--- start of Extracted material ---

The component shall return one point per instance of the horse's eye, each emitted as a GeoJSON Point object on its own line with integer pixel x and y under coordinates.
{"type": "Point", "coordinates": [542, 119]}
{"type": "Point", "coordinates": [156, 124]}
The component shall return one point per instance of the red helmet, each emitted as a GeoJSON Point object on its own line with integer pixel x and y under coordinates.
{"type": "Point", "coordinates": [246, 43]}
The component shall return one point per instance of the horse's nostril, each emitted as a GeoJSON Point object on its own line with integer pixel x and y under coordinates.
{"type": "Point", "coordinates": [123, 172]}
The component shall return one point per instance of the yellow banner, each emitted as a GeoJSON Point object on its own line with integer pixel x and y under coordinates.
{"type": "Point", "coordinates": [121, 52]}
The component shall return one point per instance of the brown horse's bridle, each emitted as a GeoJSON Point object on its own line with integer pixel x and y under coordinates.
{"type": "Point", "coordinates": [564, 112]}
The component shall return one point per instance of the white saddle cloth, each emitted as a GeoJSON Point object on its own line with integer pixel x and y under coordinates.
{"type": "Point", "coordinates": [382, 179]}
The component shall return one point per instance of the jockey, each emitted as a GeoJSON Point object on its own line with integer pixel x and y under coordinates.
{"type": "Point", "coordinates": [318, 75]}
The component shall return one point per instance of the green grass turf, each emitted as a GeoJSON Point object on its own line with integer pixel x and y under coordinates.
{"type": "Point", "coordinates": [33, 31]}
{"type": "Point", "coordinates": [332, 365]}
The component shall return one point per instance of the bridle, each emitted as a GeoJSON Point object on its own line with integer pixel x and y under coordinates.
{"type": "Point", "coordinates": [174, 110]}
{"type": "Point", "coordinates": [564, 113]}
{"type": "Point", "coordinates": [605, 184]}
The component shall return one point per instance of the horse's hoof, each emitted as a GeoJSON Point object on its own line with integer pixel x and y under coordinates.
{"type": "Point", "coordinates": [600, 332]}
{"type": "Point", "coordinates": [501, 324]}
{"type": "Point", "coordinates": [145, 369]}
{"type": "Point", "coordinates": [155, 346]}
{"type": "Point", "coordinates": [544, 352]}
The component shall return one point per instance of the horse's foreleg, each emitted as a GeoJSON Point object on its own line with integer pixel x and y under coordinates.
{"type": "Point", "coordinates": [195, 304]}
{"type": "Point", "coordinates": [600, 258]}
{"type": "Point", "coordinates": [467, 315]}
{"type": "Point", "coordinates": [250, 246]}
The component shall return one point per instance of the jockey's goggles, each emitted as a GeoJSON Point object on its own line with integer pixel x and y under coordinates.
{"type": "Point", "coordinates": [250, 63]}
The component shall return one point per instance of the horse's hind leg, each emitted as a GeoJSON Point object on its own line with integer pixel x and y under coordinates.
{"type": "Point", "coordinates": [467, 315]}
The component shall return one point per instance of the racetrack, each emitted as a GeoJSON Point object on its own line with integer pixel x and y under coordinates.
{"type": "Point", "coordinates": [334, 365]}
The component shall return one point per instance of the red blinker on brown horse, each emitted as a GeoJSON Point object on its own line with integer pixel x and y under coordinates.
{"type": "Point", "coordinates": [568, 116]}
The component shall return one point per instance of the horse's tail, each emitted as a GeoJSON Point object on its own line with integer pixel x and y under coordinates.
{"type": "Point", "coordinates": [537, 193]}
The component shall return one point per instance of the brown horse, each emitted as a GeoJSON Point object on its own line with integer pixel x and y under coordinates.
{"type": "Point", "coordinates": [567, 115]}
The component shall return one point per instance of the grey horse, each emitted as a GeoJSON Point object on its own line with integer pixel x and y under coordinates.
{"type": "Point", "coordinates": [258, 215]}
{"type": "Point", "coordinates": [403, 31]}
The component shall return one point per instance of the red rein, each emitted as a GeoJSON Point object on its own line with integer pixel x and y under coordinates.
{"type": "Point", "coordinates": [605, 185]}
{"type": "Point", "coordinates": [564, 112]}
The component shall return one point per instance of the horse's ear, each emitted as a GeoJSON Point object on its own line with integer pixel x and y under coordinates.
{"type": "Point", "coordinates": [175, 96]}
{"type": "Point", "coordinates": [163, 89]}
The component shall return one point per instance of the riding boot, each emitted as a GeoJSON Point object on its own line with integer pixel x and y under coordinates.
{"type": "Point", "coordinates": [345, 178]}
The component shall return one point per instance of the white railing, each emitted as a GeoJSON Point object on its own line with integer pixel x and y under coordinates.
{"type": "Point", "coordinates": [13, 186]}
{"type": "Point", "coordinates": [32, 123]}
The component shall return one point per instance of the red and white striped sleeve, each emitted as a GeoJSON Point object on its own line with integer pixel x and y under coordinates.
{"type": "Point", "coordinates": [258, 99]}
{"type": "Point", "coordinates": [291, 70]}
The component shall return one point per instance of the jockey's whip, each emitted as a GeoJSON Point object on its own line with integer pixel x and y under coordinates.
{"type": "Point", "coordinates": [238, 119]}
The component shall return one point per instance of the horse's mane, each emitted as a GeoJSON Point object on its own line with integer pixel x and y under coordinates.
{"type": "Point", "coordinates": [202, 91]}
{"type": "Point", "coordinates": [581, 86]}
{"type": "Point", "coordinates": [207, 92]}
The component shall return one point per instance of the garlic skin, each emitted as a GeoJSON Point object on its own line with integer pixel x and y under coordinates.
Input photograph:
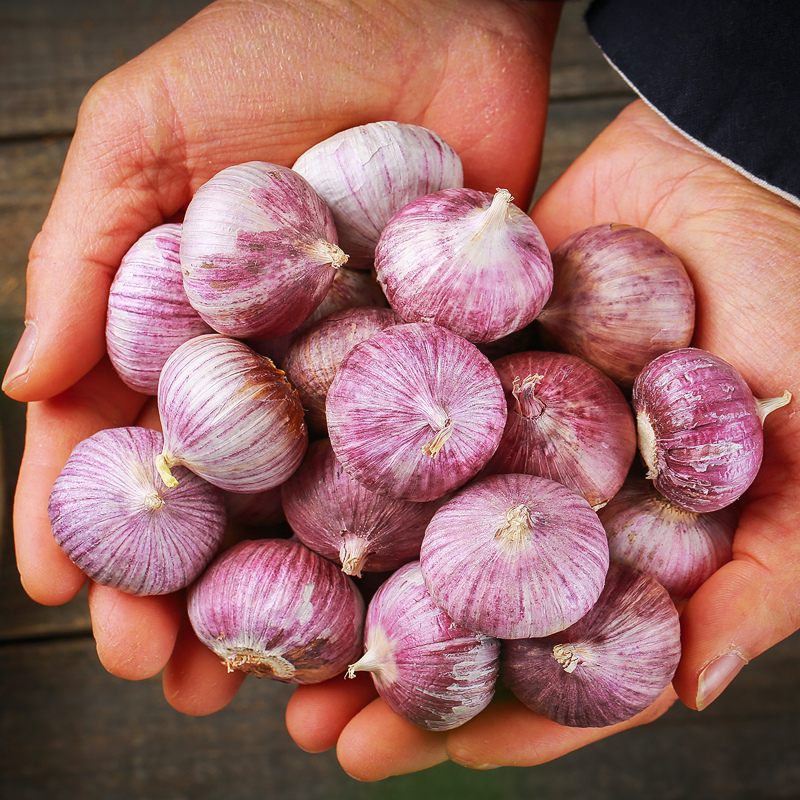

--- end of Extracted material ---

Collect every line of the listing above that contains the string "sleeve", with case counting.

**In response:**
The component shall return one point per instance of the red and white striped sleeve, each emitted as a GeoJSON Point object on its own line with integer pixel x and y under coordinates.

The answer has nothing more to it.